Step 3: Fine Details & Finishing
-
Detailing Veins:
Switch back to your smallest liner brush and the Dark Brown underglaze. Carefully paint the central veins on the leaves. Keep the line thin and break it occasionally for a more organic feel. -
Petal Texture:
Use a very dry liner brush with Burnt Orange to add extremely fine striations on the petals. These should look like delicate pencil shading. -
Bud details:
Add hatch marks or small dots of Dark Brown on the sepals (the green casing) of the unopened flower buds to suggest texture. -
Clean Up:
Check the surrounding ceramic for any accidental smudges. Use a clean, damp brush or a precision wiping tool to gently erase any stray marks. -
Glazing:
Allow the underglaze to dry completely (at least an hour). Dip the entire plate into a Clear Matte glaze. A glossy glaze works too, but matte finishes feel more authentic to old botanical prints. -
Firing:
Fire the plate according to the clay and glaze specifications (typically Cone 5 or 6 for stoneware).

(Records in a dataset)
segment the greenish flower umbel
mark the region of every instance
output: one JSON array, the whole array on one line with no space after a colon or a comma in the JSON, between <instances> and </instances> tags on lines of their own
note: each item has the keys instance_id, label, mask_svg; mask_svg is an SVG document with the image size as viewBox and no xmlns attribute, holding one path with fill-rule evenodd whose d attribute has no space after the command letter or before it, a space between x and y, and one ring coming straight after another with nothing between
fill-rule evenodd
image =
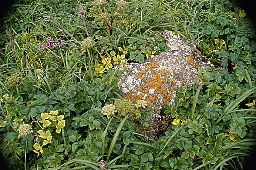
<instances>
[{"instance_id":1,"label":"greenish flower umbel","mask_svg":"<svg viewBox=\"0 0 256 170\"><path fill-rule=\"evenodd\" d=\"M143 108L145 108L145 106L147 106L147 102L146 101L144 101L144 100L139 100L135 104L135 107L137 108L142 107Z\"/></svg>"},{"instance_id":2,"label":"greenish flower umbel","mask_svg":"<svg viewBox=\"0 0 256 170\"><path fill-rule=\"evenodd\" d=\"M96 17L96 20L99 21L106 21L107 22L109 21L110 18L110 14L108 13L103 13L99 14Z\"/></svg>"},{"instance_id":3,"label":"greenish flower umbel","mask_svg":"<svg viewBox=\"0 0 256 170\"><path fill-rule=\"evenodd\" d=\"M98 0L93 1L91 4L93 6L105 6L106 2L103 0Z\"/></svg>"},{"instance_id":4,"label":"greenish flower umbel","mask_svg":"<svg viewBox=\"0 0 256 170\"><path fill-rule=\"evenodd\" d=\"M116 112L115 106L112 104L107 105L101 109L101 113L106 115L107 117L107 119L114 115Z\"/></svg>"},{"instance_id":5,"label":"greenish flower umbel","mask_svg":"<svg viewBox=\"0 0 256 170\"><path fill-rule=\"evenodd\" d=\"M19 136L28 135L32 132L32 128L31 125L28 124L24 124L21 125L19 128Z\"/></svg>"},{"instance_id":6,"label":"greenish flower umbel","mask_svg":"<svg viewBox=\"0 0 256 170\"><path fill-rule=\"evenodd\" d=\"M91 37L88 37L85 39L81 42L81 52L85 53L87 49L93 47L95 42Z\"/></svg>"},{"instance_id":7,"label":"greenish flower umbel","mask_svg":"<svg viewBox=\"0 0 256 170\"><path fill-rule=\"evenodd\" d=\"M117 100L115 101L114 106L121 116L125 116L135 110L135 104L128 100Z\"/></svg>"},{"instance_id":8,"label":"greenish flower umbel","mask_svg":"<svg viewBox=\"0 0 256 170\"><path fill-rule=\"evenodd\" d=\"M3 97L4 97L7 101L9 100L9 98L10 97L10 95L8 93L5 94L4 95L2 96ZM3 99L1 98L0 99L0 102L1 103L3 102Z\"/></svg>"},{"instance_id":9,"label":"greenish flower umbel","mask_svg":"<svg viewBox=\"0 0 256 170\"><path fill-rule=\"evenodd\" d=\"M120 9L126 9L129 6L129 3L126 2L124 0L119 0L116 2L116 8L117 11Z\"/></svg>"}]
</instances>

...

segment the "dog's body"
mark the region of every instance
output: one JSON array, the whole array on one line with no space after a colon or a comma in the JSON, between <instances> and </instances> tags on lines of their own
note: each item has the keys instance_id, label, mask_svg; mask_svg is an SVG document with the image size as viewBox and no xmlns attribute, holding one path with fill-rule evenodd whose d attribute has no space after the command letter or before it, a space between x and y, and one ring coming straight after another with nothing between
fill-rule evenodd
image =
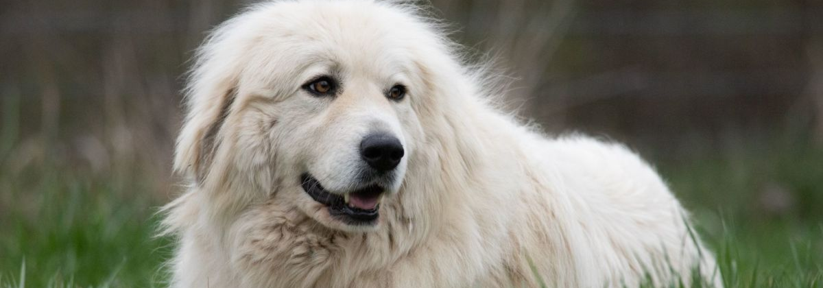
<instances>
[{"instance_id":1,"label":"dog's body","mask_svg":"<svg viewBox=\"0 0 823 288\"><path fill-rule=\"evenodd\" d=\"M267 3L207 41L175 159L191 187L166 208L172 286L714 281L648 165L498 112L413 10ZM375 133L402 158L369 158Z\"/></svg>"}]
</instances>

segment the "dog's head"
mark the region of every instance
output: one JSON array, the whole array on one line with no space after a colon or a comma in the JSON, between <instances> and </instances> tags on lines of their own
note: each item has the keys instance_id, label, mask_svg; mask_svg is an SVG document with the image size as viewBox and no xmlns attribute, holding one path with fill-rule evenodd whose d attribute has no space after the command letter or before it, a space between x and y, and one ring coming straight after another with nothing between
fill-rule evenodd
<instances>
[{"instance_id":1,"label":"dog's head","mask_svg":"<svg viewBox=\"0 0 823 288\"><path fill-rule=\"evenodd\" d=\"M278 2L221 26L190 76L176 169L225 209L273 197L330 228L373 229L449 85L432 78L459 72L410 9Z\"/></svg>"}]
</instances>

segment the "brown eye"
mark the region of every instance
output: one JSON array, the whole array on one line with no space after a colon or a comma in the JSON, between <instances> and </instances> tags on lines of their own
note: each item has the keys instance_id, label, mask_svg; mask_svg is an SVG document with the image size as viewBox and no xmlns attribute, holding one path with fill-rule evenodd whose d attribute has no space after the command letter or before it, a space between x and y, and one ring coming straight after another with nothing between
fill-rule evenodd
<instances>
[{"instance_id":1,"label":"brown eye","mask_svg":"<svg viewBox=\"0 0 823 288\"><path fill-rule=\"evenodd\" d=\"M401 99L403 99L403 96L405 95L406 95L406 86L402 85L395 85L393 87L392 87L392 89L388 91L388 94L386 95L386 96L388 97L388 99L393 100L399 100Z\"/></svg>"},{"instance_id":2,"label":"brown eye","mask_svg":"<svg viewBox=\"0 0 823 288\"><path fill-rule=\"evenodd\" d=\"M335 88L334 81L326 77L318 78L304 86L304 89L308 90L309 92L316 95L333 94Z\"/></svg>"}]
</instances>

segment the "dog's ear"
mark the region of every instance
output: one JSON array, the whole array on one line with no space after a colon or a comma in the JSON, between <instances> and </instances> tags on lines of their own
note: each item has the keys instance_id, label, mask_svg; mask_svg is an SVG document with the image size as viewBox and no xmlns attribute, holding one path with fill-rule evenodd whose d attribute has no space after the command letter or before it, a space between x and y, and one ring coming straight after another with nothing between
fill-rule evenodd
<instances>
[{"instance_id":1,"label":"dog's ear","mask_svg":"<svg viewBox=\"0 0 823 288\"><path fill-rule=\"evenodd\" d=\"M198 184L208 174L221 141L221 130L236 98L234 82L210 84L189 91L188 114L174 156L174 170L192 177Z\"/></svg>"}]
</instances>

* * *

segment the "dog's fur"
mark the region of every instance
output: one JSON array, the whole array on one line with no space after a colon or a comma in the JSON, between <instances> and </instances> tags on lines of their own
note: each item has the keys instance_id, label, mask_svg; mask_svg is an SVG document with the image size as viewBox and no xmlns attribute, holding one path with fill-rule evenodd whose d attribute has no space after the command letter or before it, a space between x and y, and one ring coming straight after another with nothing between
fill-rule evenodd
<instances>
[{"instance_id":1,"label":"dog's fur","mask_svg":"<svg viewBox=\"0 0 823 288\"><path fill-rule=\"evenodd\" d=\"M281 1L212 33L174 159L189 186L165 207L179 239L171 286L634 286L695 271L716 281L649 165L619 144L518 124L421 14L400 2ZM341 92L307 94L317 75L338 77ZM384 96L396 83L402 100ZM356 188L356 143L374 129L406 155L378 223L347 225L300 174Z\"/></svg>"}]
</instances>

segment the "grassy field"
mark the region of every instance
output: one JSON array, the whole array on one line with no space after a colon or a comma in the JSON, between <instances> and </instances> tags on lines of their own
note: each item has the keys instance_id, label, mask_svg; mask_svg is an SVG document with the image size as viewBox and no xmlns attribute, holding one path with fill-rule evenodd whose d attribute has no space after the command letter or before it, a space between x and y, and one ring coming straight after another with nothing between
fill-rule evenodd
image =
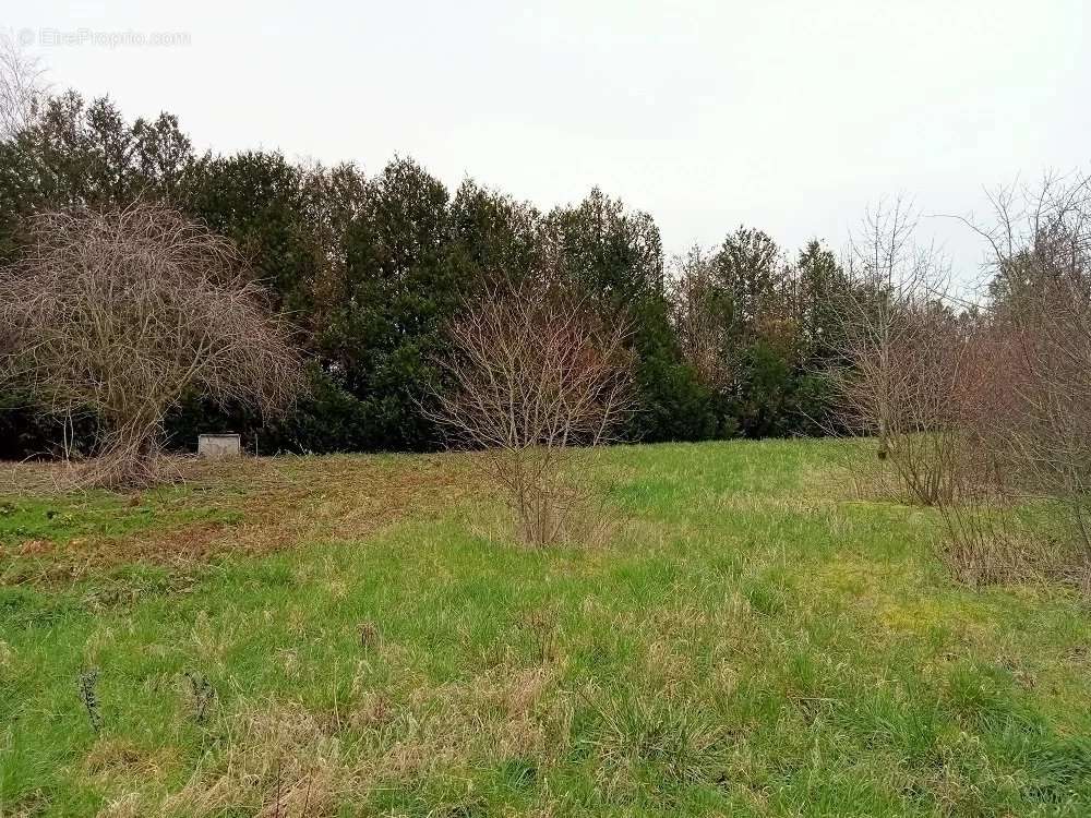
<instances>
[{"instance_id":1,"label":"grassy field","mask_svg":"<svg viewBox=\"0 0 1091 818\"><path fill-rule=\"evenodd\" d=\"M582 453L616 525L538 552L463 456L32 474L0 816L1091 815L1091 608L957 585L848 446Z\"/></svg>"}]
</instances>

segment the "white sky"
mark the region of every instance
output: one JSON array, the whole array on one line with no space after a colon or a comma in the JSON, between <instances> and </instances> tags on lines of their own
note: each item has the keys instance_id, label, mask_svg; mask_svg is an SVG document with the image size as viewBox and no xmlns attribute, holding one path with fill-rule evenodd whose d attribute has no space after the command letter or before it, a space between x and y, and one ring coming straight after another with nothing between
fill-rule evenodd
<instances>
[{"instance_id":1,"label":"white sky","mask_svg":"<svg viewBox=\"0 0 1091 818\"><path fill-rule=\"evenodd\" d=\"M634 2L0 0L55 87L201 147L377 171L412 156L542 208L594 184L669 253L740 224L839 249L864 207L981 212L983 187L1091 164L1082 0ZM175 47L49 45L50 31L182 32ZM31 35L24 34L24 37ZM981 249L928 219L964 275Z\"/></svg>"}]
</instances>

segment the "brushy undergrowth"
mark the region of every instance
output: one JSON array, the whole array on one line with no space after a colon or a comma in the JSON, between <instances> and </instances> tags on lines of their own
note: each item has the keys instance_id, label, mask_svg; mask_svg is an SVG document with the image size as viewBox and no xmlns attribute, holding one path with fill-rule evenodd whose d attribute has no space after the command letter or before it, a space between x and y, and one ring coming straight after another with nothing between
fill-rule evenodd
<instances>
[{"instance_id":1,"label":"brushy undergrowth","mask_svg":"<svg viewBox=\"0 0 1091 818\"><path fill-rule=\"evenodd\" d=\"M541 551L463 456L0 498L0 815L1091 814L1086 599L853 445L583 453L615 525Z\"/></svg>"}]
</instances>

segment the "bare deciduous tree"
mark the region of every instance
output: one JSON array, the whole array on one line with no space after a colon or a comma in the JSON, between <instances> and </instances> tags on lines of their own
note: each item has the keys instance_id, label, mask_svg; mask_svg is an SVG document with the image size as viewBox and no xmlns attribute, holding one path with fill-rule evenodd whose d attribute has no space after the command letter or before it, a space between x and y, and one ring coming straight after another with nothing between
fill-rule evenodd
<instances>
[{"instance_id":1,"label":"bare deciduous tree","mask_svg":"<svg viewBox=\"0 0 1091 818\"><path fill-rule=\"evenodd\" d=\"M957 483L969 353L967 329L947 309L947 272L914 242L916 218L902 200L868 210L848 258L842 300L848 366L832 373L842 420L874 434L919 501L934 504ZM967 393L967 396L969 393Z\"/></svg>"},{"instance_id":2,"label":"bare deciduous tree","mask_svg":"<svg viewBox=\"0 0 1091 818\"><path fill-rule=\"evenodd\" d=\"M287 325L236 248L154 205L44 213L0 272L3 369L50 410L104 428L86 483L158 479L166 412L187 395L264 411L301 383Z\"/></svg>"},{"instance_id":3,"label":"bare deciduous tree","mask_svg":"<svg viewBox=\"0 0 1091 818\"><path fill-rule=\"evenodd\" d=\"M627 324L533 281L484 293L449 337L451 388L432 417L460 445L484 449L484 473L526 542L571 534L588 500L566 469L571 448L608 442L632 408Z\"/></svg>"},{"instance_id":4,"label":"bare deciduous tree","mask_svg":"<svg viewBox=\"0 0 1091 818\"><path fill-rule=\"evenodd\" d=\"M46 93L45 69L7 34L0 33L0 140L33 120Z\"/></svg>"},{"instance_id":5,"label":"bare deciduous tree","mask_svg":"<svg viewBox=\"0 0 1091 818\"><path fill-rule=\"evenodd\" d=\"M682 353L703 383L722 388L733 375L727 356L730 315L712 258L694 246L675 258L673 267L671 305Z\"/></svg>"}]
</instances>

JOB 1.
Condense the paragraph in the finishing instructions that begins "Allow the underglaze to dry completely" into a bulleted list that keeps its main facts.
JOB 2.
Answer these questions from the finishing instructions:
(a) Which color is used for the fine striations on the petals?
(b) What can be used to erase stray marks on the surrounding ceramic?
(c) What cone is typical for firing stoneware?
JOB 3.
List every heading in the finishing instructions that introduces an individual instruction under Step 3.

FINAL RESULT 1.
- Let the underglaze dry completely, for at least an hour.
- Dip the entire plate into a Clear Matte glaze.
- A glossy glaze also works, but matte finishes feel more authentic to old botanical prints.

FINAL RESULT 2.
(a) Burnt Orange.
(b) A clean, damp brush or a precision wiping tool.
(c) Cone 5 or 6.

FINAL RESULT 3.
- Detailing Veins
- Petal Texture
- Bud details
- Clean Up
- Glazing
- Firing